--- DIRECTIONS ---
Where a picture appears, leave it out, and print the rest of the records as they are.

--- GIVEN RECORDS ---
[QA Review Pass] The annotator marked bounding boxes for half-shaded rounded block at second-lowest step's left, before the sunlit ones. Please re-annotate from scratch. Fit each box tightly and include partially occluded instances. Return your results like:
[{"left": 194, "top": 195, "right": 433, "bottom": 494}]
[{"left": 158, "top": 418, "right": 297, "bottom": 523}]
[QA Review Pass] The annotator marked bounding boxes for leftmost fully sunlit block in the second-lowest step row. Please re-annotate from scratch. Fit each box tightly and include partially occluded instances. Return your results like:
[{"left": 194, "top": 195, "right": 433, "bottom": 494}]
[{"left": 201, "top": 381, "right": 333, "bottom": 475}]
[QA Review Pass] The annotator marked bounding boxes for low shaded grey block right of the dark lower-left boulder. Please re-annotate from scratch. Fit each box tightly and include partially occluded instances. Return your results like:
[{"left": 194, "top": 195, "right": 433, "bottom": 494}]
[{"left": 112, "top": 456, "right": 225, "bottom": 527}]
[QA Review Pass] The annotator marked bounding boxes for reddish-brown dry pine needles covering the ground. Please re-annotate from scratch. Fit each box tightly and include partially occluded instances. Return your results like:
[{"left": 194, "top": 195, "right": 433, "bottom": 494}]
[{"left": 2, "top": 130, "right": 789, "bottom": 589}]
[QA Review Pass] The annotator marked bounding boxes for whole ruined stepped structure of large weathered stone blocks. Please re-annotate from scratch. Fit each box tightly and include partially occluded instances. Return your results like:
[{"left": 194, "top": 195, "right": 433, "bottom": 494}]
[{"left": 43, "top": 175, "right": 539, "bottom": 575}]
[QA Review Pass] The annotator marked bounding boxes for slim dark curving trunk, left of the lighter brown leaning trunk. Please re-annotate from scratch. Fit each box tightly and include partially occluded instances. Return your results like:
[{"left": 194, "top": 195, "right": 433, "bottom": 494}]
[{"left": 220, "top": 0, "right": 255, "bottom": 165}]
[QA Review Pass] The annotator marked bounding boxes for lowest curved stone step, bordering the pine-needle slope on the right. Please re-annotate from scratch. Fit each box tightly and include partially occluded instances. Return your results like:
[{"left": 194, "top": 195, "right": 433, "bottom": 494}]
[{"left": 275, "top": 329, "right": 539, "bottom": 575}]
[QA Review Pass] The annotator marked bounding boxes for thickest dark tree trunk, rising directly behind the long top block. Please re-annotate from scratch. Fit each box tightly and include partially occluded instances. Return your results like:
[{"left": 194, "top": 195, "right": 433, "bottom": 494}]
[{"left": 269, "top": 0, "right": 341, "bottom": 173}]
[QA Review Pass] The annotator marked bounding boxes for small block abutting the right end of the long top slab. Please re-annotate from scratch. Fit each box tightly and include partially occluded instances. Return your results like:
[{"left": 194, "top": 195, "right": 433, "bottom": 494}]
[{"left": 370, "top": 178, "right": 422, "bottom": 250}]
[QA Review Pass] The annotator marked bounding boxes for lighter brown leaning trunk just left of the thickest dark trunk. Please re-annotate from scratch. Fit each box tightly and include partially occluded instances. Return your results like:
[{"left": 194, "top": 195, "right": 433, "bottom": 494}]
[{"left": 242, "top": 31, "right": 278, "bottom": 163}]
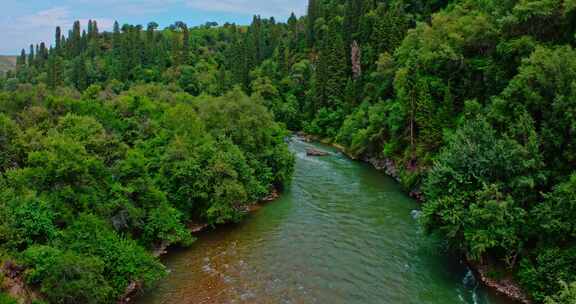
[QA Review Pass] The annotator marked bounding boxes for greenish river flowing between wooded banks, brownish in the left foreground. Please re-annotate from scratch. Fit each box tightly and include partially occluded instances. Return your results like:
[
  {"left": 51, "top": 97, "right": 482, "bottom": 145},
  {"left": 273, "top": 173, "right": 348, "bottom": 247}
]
[{"left": 136, "top": 139, "right": 509, "bottom": 304}]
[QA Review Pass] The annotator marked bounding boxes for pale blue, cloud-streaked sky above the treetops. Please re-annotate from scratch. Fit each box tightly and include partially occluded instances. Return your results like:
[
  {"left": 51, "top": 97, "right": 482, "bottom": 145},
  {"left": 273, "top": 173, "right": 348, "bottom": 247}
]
[{"left": 0, "top": 0, "right": 307, "bottom": 55}]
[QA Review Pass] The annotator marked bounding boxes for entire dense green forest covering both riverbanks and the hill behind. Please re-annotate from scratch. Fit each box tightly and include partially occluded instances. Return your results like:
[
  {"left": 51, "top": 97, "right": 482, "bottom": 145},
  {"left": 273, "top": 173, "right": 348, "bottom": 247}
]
[{"left": 0, "top": 0, "right": 576, "bottom": 304}]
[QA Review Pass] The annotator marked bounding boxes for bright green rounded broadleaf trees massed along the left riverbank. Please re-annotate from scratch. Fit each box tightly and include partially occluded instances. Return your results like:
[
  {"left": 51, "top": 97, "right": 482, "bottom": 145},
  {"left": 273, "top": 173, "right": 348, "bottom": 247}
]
[{"left": 0, "top": 85, "right": 293, "bottom": 303}]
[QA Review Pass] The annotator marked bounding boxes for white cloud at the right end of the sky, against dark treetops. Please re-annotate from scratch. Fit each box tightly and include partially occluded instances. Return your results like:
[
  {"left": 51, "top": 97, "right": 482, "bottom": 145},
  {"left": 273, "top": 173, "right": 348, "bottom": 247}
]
[{"left": 186, "top": 0, "right": 306, "bottom": 17}]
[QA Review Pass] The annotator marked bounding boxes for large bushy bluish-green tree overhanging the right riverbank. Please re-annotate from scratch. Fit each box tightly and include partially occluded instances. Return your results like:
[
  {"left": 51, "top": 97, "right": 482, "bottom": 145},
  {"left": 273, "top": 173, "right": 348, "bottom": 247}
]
[{"left": 423, "top": 120, "right": 538, "bottom": 266}]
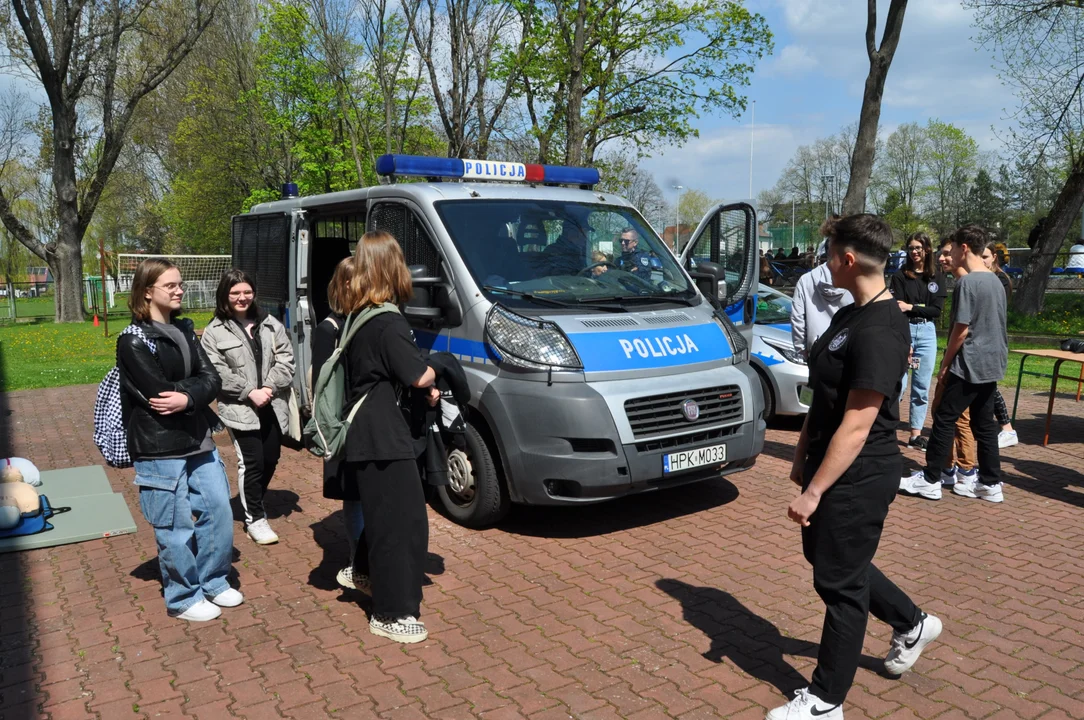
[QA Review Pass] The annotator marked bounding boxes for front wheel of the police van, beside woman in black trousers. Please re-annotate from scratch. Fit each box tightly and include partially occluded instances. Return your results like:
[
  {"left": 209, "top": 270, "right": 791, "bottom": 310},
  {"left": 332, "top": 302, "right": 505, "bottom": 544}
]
[{"left": 437, "top": 423, "right": 512, "bottom": 527}]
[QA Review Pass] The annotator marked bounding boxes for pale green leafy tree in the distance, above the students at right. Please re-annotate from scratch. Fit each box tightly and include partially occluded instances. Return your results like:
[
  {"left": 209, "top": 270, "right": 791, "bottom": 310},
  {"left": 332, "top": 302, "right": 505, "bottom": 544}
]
[{"left": 922, "top": 119, "right": 979, "bottom": 234}]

--- ANSWER SPACE ---
[QA Review Pass] The annotator marked bounding boxes for half-shaded rounded block at second-lowest step's left, before the sunlit ones. Please re-annotate from scratch. Fit each box tightly and include partially occluded instances. Return your results like:
[{"left": 194, "top": 195, "right": 433, "bottom": 494}]
[{"left": 158, "top": 418, "right": 297, "bottom": 523}]
[QA Review Pass] The annotator marked bounding boxes for leftmost fully sunlit block in the second-lowest step row. Please re-annotate from scratch. Fit each box tightly and include partially occluded instances. Return your results like:
[{"left": 194, "top": 195, "right": 433, "bottom": 494}]
[{"left": 201, "top": 381, "right": 333, "bottom": 475}]
[QA Review Pass] The annotator marked bounding boxes for low shaded grey block right of the dark lower-left boulder. Please re-annotate from scratch. Fit each box tightly and include partially occluded instances. Return your results like:
[{"left": 194, "top": 195, "right": 433, "bottom": 494}]
[{"left": 112, "top": 456, "right": 225, "bottom": 527}]
[QA Review Pass] The annotator marked bounding boxes for reddish-brown dry pine needles covering the ground. Please re-annotate from scratch. Fit each box tightly and include partially occluded instances. Return your results like:
[{"left": 194, "top": 195, "right": 433, "bottom": 494}]
[{"left": 2, "top": 130, "right": 789, "bottom": 589}]
[QA Review Pass] The annotator marked bounding boxes for whole ruined stepped structure of large weathered stone blocks. Please re-annotate from scratch. Fit each box tightly and include partially occluded instances. Return your results like:
[{"left": 194, "top": 195, "right": 433, "bottom": 494}]
[{"left": 43, "top": 175, "right": 539, "bottom": 575}]
[QA Review Pass] The annotator marked bounding boxes for slim dark curving trunk, left of the lighter brown leaning trunk. Please re-annotate from scratch. Fit each box tightly and include partially occluded instances. Return your results like:
[{"left": 194, "top": 195, "right": 433, "bottom": 494}]
[{"left": 220, "top": 0, "right": 255, "bottom": 165}]
[QA Review Pass] The annotator marked bounding boxes for lowest curved stone step, bordering the pine-needle slope on the right. Please re-annotate from scratch. Fit each box tightly and include partially occluded instances. Return your results like:
[{"left": 194, "top": 195, "right": 433, "bottom": 494}]
[{"left": 275, "top": 329, "right": 539, "bottom": 575}]
[QA Review Pass] The annotator marked bounding boxes for thickest dark tree trunk, rising directly behind the long top block. Please re-annotate from scratch. Fit each box tightly and include partially occluded instances. Return your results like:
[{"left": 194, "top": 195, "right": 433, "bottom": 494}]
[{"left": 269, "top": 0, "right": 341, "bottom": 173}]
[QA Review Pass] The annotator marked bounding boxes for small block abutting the right end of the long top slab. Please re-annotate from scratch. Fit each box tightly and include partially occluded instances. Return your results like:
[{"left": 194, "top": 195, "right": 433, "bottom": 494}]
[{"left": 370, "top": 178, "right": 422, "bottom": 250}]
[QA Review Pass] The annotator marked bounding boxes for lighter brown leaning trunk just left of the thickest dark trunk. Please re-annotate from scratch. Fit each box tightly and include partially occluded instances. Return your results like:
[{"left": 194, "top": 195, "right": 433, "bottom": 494}]
[{"left": 242, "top": 31, "right": 278, "bottom": 163}]
[QA Review Pass] The annotator marked bounding boxes for greenish river flowing between wooded banks, brownish in the left foreground. Please re-annotate from scratch. Fit each box tightly and include partially occluded instances. Return your results like:
[
  {"left": 51, "top": 97, "right": 482, "bottom": 145},
  {"left": 273, "top": 173, "right": 348, "bottom": 247}
]
[{"left": 136, "top": 139, "right": 509, "bottom": 304}]
[QA Review Pass] The annotator marked bounding boxes for pale blue, cloud-streaked sky above the treetops. Please re-annotate from scratch. Fit each box tightly and include partially occluded instances. Return your results like:
[
  {"left": 51, "top": 97, "right": 482, "bottom": 145},
  {"left": 273, "top": 173, "right": 348, "bottom": 247}
]
[{"left": 0, "top": 0, "right": 307, "bottom": 55}]
[QA Review Pass] The annotator marked bounding boxes for entire dense green forest covering both riverbanks and the hill behind. Please re-annotate from scratch. Fit each box tightly and include partially occluded instances. Return your results like:
[
  {"left": 51, "top": 97, "right": 482, "bottom": 145},
  {"left": 273, "top": 173, "right": 348, "bottom": 247}
]
[{"left": 0, "top": 0, "right": 576, "bottom": 304}]
[QA Review Pass] The annotator marked bounding boxes for bright green rounded broadleaf trees massed along the left riverbank. Please re-annotate from scratch. Fit each box tightly and include partially occluded instances. Return your results like:
[
  {"left": 51, "top": 97, "right": 482, "bottom": 145},
  {"left": 273, "top": 173, "right": 348, "bottom": 247}
]
[{"left": 0, "top": 85, "right": 293, "bottom": 303}]
[QA Review Pass] The annotator marked bounding boxes for white cloud at the right end of the sky, against dark treetops. Please re-annotate from scratch. Fit each box tightly and include partially occluded instances. Return your results like:
[
  {"left": 51, "top": 97, "right": 482, "bottom": 145},
  {"left": 273, "top": 173, "right": 348, "bottom": 247}
]
[{"left": 186, "top": 0, "right": 306, "bottom": 17}]
[QA Review Pass] The annotator marked bounding boxes for large bushy bluish-green tree overhanging the right riverbank. Please re-annotate from scratch. Fit each box tightly and include partially occluded instances. Return your results like:
[
  {"left": 51, "top": 97, "right": 482, "bottom": 145},
  {"left": 273, "top": 173, "right": 348, "bottom": 247}
]
[{"left": 423, "top": 120, "right": 538, "bottom": 266}]
[QA Review Pass] The annotator marked bounding boxes for front wheel of the police van, beside woman in black trousers. Please re-annotate from scratch. Fit each box tightly and include partially occluded instances. Return your results like:
[
  {"left": 209, "top": 270, "right": 791, "bottom": 310},
  {"left": 332, "top": 302, "right": 505, "bottom": 544}
]
[{"left": 437, "top": 423, "right": 512, "bottom": 527}]
[QA Review Pass] The annotator marked bounding boxes for pale green leafy tree in the distance, above the students at right. Please re-annotate from scratch. Fit each box tightly and include partially occluded instances. Return your results like:
[
  {"left": 209, "top": 270, "right": 791, "bottom": 310},
  {"left": 332, "top": 302, "right": 505, "bottom": 544}
]
[{"left": 922, "top": 119, "right": 979, "bottom": 234}]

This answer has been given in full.